↓↓↓
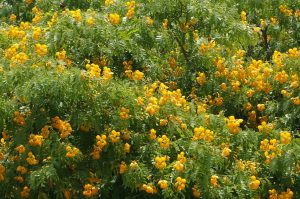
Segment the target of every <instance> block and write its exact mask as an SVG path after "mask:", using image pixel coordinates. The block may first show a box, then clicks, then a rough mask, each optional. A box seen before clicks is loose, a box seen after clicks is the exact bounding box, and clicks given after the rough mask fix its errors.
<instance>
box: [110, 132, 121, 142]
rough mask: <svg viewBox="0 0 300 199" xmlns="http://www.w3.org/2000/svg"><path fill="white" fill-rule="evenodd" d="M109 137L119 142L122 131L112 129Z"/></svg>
mask: <svg viewBox="0 0 300 199" xmlns="http://www.w3.org/2000/svg"><path fill="white" fill-rule="evenodd" d="M109 138H110V140H111V142H112V143H117V142H118V141H119V140H120V132H118V131H115V130H112V132H111V133H110V135H109Z"/></svg>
↑↑↑
Rewrite the data above as a numbered list, with one line per item and blank lines left out. Leave the pictures out of your answer.

OUTPUT FOR THIS EXERCISE.
1. Segment the target of every <instance> block and write its exact mask as an SVG path after "mask:", using image pixel coordinates. The block may first show a box, then clicks, then a rough mask, each optional. A box seen before clicks is loose, a box seen after clicks is the exact bounding box, and clicks given after the rough mask fix its errors.
2. <instance>
3. box: [110, 132, 121, 142]
4. rough mask: <svg viewBox="0 0 300 199" xmlns="http://www.w3.org/2000/svg"><path fill="white" fill-rule="evenodd" d="M109 137L119 142L122 131L112 129Z"/></svg>
5. mask: <svg viewBox="0 0 300 199" xmlns="http://www.w3.org/2000/svg"><path fill="white" fill-rule="evenodd" d="M109 138H110V140H111V142H112V143H117V142H118V141H119V140H120V132H118V131H115V130H112V132H111V133H110V135H109Z"/></svg>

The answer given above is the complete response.